_Passage to read:_
....................
For the Record: Obituaries
Virgil P. Hodges died at Tahoe Forest Hospital last Friday. He was 97.
Hodges was born in Crook County, Oregon in 1904. He spent much of his life in Oregon and West Covina, Calif., before moving to Truckee seven years ago.
After graduating from Oregon State University, Hodges worked for the New York Life Insurance Company for more than 50 years. He was also a WWII veteran.
He is preceded in death by his wife Margaret Mary Hodges and his brother Loren Hodges.
He is survived by his daughters, Nancy Louise Wahl of Sacramento and Mary Ellen Cruz of Truckee, and his sons, Thomas Parker Hodges of San Mateo and Virgil Lynn Hodges of Lucerne, Calif. He is also survived by 10 grandchildren and 10 great grandchildren.
No services will be held at Hodges’ request.
Inurnment will be at Holy Cross Cemetery in San Diego and memorials are being established with Tahoe Forest Hospice, P.O. Box 759 Truckee, Calif., 96160.
Parents were former owners of Sierra Sun
Barbara Smart Barrett died last Sunday, Feb. 3. She was 79.
....................
(Records from a data collection)
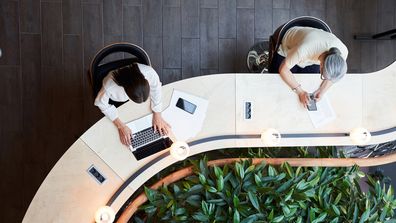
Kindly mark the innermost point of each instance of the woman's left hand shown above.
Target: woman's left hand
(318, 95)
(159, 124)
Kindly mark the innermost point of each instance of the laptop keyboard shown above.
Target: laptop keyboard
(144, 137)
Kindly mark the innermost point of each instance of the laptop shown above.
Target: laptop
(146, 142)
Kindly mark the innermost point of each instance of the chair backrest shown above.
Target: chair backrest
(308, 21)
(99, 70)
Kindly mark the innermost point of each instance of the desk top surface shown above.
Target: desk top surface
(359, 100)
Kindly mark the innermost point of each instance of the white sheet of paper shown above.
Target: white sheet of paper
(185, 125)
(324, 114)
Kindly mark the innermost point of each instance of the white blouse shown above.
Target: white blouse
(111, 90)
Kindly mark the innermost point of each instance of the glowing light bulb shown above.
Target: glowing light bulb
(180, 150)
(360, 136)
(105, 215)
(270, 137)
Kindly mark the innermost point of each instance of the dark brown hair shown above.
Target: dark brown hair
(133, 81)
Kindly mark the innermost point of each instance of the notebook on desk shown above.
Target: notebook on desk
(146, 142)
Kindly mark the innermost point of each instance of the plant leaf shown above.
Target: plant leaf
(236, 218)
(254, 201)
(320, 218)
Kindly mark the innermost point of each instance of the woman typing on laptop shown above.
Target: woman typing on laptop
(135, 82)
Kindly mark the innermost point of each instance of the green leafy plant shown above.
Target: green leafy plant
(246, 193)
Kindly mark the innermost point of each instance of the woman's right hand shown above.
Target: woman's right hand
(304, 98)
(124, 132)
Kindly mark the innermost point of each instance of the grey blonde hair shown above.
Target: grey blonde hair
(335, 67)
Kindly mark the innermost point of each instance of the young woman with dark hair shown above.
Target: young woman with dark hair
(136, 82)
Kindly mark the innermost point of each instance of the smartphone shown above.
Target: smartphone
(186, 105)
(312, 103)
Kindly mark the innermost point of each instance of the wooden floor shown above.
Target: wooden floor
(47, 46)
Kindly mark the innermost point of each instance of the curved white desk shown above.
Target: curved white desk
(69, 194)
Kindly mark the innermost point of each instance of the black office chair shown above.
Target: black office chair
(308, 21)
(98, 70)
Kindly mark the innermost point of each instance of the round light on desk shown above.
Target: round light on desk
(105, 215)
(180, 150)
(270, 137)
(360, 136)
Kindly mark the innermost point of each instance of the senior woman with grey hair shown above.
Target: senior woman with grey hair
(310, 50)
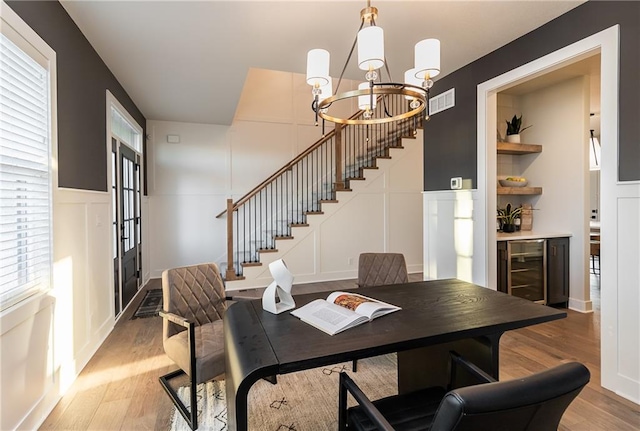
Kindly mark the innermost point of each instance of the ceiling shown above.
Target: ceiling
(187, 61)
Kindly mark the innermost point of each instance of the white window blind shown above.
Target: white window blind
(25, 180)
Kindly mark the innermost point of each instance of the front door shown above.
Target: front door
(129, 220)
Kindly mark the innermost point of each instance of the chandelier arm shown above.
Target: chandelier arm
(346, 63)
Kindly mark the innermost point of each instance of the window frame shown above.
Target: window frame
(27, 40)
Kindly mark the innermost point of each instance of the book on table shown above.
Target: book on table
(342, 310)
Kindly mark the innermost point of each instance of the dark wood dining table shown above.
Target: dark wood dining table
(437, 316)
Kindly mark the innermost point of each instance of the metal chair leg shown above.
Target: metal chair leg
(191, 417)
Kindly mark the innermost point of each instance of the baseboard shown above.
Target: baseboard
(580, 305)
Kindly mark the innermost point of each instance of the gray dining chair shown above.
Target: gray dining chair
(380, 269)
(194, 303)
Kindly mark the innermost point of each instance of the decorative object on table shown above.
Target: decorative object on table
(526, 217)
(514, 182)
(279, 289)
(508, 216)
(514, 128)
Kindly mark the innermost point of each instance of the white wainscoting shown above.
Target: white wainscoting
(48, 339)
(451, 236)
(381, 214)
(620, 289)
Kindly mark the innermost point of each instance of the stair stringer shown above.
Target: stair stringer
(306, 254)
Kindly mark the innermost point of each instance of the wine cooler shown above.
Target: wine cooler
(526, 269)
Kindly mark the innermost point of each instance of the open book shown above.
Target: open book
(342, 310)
....................
_Your task:_ Carry on the obituaries from their last sentence. The records were taken from a separate source.

_Written response:_
She was born in Patricia, Alberta, Canada to Harriet and Walter Barrett, who later owned and published the Sierra Sun for more than 30 years, from 1936 to 1967. Several years later, her future husband would become a regular contributor to the Sierra Sun, with his historical columns entitled “My Place in the Sun.”
Barbara had a full and interesting life. She was a pioneer, teacher, mother, grandmother and great grandmother. Her enjoyments were her knitting, church music, writing, politics, current events, fellowship groups and people in general.
In her teen years her family homesteaded in Grande Praire, Alberta. She helped clear land, split rails for her home and barn, did the many chores it takes to have a working farm.
During WWII she married Douglas Barrett, an American GI stationed in Canada on the airforce base where Barbara worked as a secretary.
She moved to Truckee and within five years, the two were the proud parents of four blond daughters.
One of Barbara’s proudest moments was becoming a citizen of the United States. In her autobiography she states, “It was a great feeling. I was no longer a girl without a country – having all those years I had to carry a friendly alien card. Now I could vote again.”
The family’s next move was to Sacramento and then Berkeley. She was active in the North Oakland Senior Center where she taught knitting classes. Barbara also enjoyed her circle group at the First Presbyterian Church of Berkeley. Barbara not only knitted clothing for her family, but donated hats, mittens, and scarves to charities.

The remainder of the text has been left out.